(The tasks):
A – Answer these questions using the passage on Shostakovich's early career.
(i) How old was Shostakovich when he wrote his First Symphony?
(ii) What subtitle did the Second Symphony carry?
(iii) Who conducted the Philadelphia premiere of the First Symphony?
B – List every musical work by Shostakovich that the passage on Shostakovich's early career names.
C – Rewrite the paragraph of the passage on Shostakovich's early career that begins "Shostakovich began his musical career" as a short bulleted list that keeps its main facts.

(Reading text):
START

Early stages and first fall from favor

Entry into the Soviet musical scene

File:Dmitri1.jpg
Dmitri Shostakovich
File:StalinPortrait.jpg
Joseph Stalin

Shostakovich began his musical career without substantial intervention of the government. The First Symphony was a very successful composition, written in 1926 when the composer was only nineteen; the piece traveled as far as America, where it was well received at its Philadelphia premiere under Stokowski. The next year, Shostakovich produced his Second Symphony (subtitled "To October"), a patriotic piece with a great pro-Soviet choral finale. Due to its experimental nature, as with the subsequent Third Symphony, the pieces were not critically acclaimed with the enthusiasm as granted to the First. Shostakovich's satirical 1928 opera The Nose did little to improve his public standing; the composer did not promote the work due to criticism in musical circles.

END

[Excerpts of annotation records]
START

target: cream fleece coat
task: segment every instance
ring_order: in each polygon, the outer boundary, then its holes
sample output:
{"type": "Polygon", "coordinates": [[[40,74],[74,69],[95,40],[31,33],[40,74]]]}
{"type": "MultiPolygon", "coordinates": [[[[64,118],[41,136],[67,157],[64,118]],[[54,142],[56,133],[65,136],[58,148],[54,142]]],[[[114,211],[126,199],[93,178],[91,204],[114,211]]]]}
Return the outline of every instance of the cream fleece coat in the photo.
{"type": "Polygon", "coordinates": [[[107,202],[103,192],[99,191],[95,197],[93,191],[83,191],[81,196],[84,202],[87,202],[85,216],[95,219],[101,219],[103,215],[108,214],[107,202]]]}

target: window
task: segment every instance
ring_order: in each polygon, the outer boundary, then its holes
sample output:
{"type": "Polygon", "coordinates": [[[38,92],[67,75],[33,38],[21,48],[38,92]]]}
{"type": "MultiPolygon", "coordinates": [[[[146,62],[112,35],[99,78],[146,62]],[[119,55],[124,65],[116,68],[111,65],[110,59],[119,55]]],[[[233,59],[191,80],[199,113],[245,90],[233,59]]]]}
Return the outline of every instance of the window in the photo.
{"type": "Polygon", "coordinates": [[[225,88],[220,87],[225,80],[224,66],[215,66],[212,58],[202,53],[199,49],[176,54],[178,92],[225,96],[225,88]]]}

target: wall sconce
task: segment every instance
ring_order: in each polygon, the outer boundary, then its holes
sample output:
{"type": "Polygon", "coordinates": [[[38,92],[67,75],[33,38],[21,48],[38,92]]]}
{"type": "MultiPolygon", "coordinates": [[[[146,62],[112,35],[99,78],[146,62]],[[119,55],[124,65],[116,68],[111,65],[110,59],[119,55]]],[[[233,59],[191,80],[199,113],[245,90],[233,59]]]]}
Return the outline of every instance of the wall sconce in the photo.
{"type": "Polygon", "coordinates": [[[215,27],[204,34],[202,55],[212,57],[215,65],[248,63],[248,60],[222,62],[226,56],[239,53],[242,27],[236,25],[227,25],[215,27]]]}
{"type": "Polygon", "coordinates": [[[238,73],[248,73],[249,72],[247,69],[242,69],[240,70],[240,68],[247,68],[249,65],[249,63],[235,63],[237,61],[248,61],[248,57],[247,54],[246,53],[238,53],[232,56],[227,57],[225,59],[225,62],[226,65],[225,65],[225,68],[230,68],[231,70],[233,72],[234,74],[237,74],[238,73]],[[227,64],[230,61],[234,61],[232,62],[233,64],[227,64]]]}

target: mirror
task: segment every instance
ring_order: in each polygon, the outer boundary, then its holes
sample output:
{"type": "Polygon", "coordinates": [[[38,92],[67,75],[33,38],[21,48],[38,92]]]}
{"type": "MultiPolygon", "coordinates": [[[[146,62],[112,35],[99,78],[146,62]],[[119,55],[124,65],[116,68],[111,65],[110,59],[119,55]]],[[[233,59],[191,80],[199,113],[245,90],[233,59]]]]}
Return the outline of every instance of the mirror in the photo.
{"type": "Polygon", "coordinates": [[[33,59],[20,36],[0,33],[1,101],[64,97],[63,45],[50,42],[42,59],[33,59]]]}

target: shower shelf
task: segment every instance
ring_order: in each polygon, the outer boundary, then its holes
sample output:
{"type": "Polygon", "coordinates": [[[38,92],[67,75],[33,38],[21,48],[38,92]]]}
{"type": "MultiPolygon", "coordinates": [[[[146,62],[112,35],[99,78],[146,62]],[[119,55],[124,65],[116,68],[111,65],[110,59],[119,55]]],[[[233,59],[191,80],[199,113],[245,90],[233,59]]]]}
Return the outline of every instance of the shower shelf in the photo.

END

(Problem solutions):
A –
(i) Nineteen
(ii) "To October"
(iii) Stokowski

B –
- First Symphony
- Second Symphony ("To October")
- Third Symphony
- The Nose

C –
- Shostakovich began his musical career without substantial government intervention.
- His First Symphony (1926), written at nineteen, was very successful and was well received at its Philadelphia premiere under Stokowski.
- His Second Symphony ("To October") followed the next year. It was a patriotic piece with a pro-Soviet choral finale.
- The Second and Third Symphonies were experimental and were not as critically acclaimed as the First.
- His satirical 1928 opera The Nose did little for his public standing, and he did not promote it because of criticism in musical circles.